- _Records shown_:

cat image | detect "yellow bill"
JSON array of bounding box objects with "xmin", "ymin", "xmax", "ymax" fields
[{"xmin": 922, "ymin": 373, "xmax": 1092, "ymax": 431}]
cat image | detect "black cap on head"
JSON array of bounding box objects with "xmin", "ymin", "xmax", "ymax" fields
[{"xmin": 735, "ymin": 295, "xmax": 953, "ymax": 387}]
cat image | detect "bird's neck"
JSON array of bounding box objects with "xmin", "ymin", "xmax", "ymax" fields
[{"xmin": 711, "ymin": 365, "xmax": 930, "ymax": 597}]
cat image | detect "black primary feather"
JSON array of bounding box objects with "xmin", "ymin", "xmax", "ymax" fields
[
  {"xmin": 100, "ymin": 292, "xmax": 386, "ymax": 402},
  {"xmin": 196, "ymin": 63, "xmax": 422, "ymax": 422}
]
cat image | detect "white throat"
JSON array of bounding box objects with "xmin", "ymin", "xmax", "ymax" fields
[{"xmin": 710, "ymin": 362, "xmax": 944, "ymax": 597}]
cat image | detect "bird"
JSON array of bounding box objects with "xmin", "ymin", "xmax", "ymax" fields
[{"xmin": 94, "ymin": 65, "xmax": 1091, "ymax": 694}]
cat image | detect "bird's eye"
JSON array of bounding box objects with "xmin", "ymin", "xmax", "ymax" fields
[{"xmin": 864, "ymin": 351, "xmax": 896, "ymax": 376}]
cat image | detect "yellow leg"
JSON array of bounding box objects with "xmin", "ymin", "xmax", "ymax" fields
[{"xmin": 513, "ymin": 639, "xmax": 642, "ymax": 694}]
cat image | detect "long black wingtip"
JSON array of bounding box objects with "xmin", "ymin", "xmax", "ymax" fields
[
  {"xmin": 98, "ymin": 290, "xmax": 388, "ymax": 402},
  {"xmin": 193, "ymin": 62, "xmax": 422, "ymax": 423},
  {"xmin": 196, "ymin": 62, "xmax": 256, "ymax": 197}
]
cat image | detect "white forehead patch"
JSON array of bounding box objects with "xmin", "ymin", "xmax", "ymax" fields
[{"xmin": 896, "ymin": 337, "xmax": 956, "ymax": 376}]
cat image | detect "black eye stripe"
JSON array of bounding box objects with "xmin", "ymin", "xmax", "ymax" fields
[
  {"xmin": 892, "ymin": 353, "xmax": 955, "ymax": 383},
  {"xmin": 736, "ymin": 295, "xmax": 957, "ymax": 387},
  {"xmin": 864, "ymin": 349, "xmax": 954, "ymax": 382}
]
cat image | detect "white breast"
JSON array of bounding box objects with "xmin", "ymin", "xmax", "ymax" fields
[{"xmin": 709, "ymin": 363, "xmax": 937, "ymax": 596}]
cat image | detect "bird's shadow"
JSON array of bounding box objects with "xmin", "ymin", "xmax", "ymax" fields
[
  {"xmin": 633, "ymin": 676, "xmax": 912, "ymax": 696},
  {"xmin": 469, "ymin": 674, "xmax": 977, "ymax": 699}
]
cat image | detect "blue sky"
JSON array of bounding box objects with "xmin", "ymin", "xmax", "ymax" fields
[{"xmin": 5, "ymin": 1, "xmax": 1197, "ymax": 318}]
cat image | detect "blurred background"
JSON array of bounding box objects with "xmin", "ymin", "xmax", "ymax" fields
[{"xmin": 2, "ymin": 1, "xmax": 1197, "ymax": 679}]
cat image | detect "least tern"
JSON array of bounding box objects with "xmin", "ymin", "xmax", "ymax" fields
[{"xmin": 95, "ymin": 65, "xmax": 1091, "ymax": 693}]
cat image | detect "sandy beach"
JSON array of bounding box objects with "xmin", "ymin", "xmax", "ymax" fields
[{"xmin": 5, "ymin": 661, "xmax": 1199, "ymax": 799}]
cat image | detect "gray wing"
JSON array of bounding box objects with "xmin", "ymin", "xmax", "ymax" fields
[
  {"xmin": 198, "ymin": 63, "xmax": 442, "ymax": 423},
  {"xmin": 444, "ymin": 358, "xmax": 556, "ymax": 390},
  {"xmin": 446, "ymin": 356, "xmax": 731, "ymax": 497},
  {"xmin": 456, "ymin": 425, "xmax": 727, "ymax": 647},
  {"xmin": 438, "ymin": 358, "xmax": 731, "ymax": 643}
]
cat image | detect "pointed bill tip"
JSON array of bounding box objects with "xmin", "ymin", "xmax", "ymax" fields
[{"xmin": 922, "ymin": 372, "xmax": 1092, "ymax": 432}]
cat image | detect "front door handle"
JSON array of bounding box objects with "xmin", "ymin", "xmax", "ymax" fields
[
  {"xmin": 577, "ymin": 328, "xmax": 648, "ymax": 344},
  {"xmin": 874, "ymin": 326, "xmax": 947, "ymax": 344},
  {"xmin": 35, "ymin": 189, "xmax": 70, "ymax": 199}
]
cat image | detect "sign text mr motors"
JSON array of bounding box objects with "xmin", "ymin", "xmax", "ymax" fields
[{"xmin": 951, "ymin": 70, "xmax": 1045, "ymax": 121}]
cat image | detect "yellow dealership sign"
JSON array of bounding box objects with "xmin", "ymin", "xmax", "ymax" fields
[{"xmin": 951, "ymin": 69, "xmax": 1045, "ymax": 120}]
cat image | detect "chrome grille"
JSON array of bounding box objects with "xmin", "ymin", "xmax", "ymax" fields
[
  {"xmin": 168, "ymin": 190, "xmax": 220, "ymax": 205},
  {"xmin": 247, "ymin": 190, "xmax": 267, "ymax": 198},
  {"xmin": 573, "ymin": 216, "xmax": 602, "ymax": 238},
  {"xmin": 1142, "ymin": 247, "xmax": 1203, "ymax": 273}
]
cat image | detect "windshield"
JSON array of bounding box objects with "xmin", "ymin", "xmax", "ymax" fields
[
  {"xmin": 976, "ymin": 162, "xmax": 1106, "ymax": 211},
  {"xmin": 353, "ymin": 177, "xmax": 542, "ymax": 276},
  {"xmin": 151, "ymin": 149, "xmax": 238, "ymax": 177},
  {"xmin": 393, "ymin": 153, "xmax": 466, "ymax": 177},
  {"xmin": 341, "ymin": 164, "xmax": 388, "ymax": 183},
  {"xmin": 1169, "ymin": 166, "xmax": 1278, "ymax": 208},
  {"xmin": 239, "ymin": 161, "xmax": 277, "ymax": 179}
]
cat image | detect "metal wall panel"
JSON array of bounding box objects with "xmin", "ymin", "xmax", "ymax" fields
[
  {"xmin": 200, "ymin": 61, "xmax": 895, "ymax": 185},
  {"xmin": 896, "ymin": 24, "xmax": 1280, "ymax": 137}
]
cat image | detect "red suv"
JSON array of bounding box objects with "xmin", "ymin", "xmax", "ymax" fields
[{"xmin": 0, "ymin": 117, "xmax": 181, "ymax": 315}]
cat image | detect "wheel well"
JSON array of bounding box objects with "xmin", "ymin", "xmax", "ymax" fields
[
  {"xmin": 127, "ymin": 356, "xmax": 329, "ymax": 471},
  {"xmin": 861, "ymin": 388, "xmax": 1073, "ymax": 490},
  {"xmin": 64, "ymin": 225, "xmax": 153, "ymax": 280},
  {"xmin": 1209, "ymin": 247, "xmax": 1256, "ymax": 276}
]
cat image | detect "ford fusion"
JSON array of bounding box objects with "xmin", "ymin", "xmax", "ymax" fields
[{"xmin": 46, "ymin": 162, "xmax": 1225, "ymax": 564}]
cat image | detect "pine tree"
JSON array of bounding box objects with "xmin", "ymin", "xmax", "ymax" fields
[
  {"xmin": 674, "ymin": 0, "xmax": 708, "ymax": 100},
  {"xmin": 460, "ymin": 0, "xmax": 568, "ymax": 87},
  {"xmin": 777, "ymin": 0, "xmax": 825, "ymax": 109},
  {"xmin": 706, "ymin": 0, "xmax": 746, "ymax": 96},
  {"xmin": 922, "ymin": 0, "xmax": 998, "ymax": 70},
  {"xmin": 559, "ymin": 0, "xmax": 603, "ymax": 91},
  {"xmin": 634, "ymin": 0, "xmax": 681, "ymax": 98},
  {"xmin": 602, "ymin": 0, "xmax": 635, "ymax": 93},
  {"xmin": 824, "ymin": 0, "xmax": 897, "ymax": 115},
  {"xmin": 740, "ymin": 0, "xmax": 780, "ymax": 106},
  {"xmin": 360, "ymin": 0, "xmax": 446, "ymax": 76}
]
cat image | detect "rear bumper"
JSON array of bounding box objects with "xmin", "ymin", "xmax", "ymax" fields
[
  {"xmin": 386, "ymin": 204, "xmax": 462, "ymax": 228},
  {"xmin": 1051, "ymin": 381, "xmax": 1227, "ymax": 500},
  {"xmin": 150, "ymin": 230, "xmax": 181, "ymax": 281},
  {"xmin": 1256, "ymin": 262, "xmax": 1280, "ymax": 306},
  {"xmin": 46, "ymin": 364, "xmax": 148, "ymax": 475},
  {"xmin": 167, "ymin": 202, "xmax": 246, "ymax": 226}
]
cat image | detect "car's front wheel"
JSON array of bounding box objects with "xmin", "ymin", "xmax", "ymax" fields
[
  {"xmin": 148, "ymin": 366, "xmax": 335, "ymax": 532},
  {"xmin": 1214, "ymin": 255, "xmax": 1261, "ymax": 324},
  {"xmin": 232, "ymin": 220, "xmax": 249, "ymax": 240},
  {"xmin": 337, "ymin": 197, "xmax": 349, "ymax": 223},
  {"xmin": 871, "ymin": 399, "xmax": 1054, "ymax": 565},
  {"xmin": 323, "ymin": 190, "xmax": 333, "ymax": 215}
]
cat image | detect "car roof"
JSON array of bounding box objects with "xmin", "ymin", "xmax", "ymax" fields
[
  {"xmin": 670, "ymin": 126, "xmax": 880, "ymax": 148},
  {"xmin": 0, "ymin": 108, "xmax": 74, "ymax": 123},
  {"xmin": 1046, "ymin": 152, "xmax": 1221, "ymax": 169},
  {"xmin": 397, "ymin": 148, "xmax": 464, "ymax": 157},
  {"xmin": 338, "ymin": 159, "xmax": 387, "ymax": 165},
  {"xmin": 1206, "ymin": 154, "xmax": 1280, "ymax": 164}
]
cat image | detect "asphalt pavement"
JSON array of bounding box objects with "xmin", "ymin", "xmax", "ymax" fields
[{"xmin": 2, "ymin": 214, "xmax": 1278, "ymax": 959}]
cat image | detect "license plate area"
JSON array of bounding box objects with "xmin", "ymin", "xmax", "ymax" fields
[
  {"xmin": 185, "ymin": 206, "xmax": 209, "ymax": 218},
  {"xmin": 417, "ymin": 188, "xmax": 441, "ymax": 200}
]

- _Work instructions_:
The reply must be a number and nothing more: the count of lines above that contain the word "sign".

- _Written answer_:
2